═══ Source passage ═══

Croatia is not yet on the brink of bankruptcy, but with current policies, it only has three or four years grace, points out Zeljko Lovrincevic, the economic adviser to Jadranka Kosor. According to Mate Crkvenac, a former minister of finance in the 2000-2004 social-democrat government, the economic situation is even worse than it was in the year 2000, and Croatian living standards have declined by at least 20%.

Wake-up call

When "big" countries are being struck by crisis, it can be an advantage to be a “small” state, unless, like Croatia, you just happen to have the only economy in the region that has fallen victim to recession — a situation that is made all the more problematic by the fact that for many years Croatia, along with Slovenia, was a motor for regional development. "Small" countries are less contagious than their larger peers (for proof look no further than the fear inspired by Italy, which is the Eurozone’s third largest economy), but once it has joined the EU, Croatia will be subject to the same rules.

═══ Provided records ═══

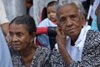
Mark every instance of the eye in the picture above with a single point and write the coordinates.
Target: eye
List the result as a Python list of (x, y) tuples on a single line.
[(19, 34)]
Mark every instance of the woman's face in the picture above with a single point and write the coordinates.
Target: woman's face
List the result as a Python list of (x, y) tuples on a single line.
[(70, 19), (51, 13), (20, 36)]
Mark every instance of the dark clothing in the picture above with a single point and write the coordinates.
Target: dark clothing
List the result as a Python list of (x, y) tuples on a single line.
[(90, 54), (40, 58)]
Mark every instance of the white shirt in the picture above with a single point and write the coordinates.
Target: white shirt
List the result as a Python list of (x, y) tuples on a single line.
[(94, 7), (3, 17), (76, 51)]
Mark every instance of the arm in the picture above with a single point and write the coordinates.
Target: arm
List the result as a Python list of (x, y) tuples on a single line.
[(61, 41), (98, 16), (90, 54)]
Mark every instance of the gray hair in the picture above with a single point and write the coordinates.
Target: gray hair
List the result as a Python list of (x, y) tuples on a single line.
[(66, 2)]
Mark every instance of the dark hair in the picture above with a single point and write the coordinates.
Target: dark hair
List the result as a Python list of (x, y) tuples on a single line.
[(52, 3), (25, 20)]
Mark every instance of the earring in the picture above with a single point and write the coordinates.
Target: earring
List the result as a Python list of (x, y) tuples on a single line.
[(30, 44)]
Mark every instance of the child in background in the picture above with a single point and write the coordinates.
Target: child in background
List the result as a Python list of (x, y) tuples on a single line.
[(49, 21)]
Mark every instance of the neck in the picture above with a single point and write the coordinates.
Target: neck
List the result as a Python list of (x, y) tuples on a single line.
[(28, 51)]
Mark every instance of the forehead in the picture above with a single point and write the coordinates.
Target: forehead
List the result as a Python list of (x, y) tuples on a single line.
[(51, 8), (18, 28), (67, 9)]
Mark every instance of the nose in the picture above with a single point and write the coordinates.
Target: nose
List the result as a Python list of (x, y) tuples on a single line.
[(69, 23)]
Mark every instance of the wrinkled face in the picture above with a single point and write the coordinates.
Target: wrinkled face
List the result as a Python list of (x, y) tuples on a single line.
[(70, 19), (20, 36), (51, 14)]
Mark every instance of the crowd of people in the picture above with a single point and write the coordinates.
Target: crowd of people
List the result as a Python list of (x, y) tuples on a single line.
[(77, 44)]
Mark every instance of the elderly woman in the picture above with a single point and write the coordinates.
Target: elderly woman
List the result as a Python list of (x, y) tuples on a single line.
[(23, 51), (78, 46)]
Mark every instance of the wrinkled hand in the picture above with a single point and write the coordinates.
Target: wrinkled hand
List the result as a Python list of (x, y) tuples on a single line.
[(61, 37)]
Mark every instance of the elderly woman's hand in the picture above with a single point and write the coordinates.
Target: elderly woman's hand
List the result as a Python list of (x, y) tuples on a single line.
[(61, 37)]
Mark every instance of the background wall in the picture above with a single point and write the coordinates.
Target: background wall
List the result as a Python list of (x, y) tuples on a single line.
[(14, 8)]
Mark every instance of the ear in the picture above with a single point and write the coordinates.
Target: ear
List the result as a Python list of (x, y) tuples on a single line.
[(83, 19), (32, 37)]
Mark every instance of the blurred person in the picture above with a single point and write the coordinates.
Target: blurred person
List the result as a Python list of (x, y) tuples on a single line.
[(5, 58), (49, 21), (23, 51), (77, 44), (96, 21)]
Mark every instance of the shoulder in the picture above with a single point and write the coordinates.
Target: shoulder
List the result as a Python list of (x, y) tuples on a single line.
[(44, 23), (92, 35), (13, 52), (42, 51)]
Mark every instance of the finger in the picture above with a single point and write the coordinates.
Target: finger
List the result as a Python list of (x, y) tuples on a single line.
[(63, 31), (58, 30)]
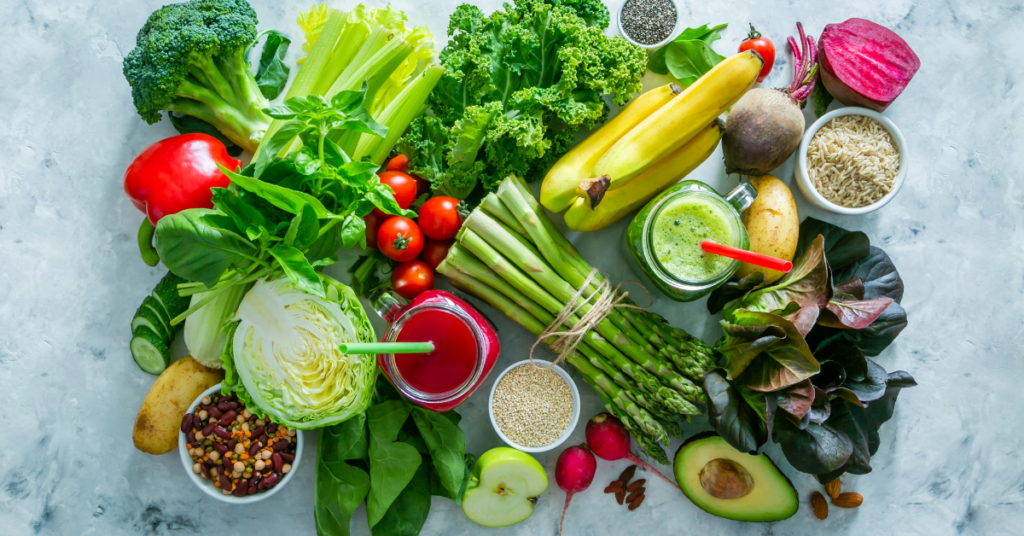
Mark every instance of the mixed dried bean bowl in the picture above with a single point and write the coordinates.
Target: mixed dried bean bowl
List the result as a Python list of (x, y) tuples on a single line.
[(207, 485)]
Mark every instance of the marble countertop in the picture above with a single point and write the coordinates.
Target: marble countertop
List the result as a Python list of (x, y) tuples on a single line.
[(71, 279)]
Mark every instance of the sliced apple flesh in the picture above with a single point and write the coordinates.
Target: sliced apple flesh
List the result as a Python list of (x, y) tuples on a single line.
[(503, 488)]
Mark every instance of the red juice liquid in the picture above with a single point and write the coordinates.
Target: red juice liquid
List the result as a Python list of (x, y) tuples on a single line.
[(450, 365)]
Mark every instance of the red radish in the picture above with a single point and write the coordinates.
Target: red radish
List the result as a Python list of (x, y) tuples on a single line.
[(609, 441), (863, 64), (573, 472), (766, 125)]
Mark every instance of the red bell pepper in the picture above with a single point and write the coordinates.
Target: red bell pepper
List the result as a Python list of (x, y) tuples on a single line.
[(177, 173), (172, 175)]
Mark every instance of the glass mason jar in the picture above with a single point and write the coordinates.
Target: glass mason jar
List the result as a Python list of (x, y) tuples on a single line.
[(397, 313), (638, 239)]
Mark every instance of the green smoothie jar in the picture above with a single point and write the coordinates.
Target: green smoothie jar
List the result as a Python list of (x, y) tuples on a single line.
[(664, 239)]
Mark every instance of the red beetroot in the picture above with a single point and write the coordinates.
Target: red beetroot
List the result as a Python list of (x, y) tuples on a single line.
[(608, 440), (573, 472), (863, 64)]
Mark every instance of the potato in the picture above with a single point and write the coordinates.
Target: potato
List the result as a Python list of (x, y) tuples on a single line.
[(159, 419), (772, 224)]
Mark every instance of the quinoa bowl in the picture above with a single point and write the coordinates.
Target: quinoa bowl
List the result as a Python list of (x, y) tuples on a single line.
[(294, 443), (803, 170), (568, 418)]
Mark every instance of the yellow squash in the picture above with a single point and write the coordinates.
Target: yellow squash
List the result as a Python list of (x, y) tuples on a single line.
[(619, 203), (558, 189), (674, 124)]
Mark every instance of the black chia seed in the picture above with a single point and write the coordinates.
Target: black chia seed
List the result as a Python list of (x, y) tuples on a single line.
[(648, 22)]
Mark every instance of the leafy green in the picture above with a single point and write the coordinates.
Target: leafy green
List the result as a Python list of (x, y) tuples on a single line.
[(407, 459), (518, 85), (688, 56)]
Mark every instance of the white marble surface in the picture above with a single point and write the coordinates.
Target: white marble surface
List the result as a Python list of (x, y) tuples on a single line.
[(71, 279)]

═══

*Given instruction 1*: Could you repeat the records from the line with "Mark every instance of the sliced" up to and including the line with "[(397, 313), (638, 239)]", renaming "mason jar" to "canning jar" and changing nothing else?
*Given instruction 2*: Can you go on with the passage about Croatia's economic troubles from where it stops?

*Exercise result 1*:
Mark every instance of the sliced apple flesh in the picture above with a single point and write the coordinates.
Target: sliced apple flesh
List the result as a Python list of (x, y) tuples on a single line.
[(503, 488)]
Mark every instance of the red juice liquid in the picture above with a single point and write the coordinates.
Target: red juice liquid
List the result as a Python list of (x, y) tuples on a single line.
[(450, 365)]
Mark every instance of the red radish in the picture above with a single point and write the coordinates.
Target: red radish
List the result as a Python list of (x, y) tuples on a single line.
[(609, 441), (863, 64), (573, 472), (766, 125)]
Mark every instance of the red bell pepper in the picture above with a single point and write the coordinates.
Target: red bell pepper
List the result as a Python list of (x, y) tuples on a single line.
[(177, 173), (172, 175)]
Mark every instance of the glass canning jar in the picture above with a single point and write the coordinates.
Target: glass canning jar
List the result as a Python list of (x, y) tuples on a single line.
[(397, 313), (638, 239)]

*Exercise result 2*:
It follows that Zoran Milanovic, who the polls have tipped to win the general elections on 4 December, will be obliged to fly to Brussels just after the vote, as Mario Monti and Lucas Papademos did before him. Thereafter, if the budget monitoring measures recently proposed by Brussels are accepted, he will also be obliged to submit his government’s budgets to the European Commission, even before they are approved by the Croat parliament.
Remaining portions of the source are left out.